> _Studietekst_:
○ ○ ○

Overwegingen met betrekking tot het bewijs
Om tot een bewezenverklaring van het ten laste gelegde te komen moet worden vastgesteld dat verdachte door een feitelijkheid of door bedreiging met een feitelijkheid [slachtoffer] heeft gedwongen tot het ondergaan van handelingen die (mede) bestaan uit het seksueel binnendringen van haar lichaam.
Vooropgesteld moet worden dat van door een ‘feitelijkheid dwingen tot het ondergaan van handelingen die bestaan uit het seksueel binnendringen van het lichaam’ van het slachtoffer als bedoeld in artikel 242 (oud) van het Wetboek van Strafrecht (Sr) slechts sprake kan zijn als de verdachte door die feitelijkheid opzettelijk heeft veroorzaakt dat het slachtoffer die handelingen tegen zijn/haar wil heeft ondergaan. Van door een feitelijkheid dwingen als hiervoor bedoeld kan sprake zijn als de verdachte opzettelijk een zodanige psychische druk heeft uitgeoefend of het slachtoffer in een zodanige afhankelijkheidssituatie heeft gebracht dat het slachtoffer zich daardoor naar redelijke verwachting niet tegen die handelingen heeft kunnen verzetten, of dat de verdachte het slachtoffer heeft gebracht in een zodanige door hem veroorzaakte (bedreigende) situatie dat het slachtoffer zich naar redelijke verwachting niet aan die handelingen heeft kunnen onttrekken. Of die dwang zich heeft voorgedaan, laat zich niet in het algemeen beantwoorden, maar hangt af van de concrete omstandigheden van het geval.
Anders dan het standpunt van de raadsman, acht de rechtbank de tenlastegelegde dwang wel bewezen. Uit het dossier blijkt in voldoende mate van feitelijkheden die ertoe hebben geleid dat [slachtoffer] de seksuele handelingen tegen haar wil heeft ondergaan.

○ ○ ○

> _Verzamelde gegevens_:
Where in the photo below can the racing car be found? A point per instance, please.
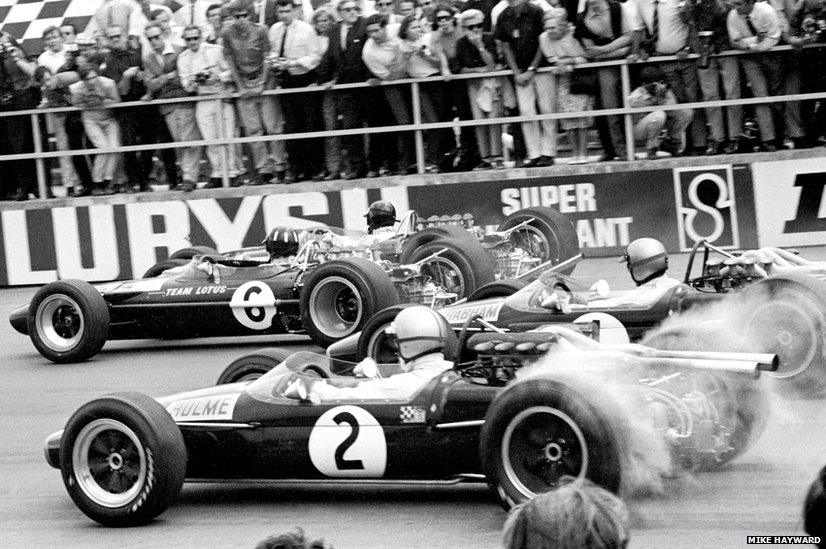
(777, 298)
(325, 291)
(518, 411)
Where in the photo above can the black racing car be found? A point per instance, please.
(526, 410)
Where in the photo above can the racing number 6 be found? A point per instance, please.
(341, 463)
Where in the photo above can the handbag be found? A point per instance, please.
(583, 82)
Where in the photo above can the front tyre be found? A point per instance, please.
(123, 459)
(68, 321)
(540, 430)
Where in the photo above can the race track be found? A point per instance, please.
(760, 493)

○ ○ ○

> _Verplichte opdrachten_:
(a) Naar welk wetsartikel verwijst de studietekst bij de omschrijving van dwingen door een feitelijkheid?
(b) Typ alstublieft uit de studietekst het stuk van "Anders dan het" tot en met "tegen haar wil heeft ondergaan." letterlijk over.
(c) Leg uit waarom de rechtbank in de studietekst de tenlastegelegde dwang bewezen acht.

> _Antwoorden per onderdeel_:
(a) Artikel 242 (oud) van het Wetboek van Strafrecht (Sr).

(b)
Anders dan het standpunt van de raadsman, acht de rechtbank de tenlastegelegde dwang wel bewezen. Uit het dossier blijkt in voldoende mate van feitelijkheden die ertoe hebben geleid dat [slachtoffer] de seksuele handelingen tegen haar wil heeft ondergaan.

(c) Uit het dossier blijkt in voldoende mate van feitelijkheden die ertoe hebben geleid dat het slachtoffer de seksuele handelingen tegen haar wil heeft ondergaan. Daarom acht de rechtbank de dwang, anders dan de raadsman, wel bewezen.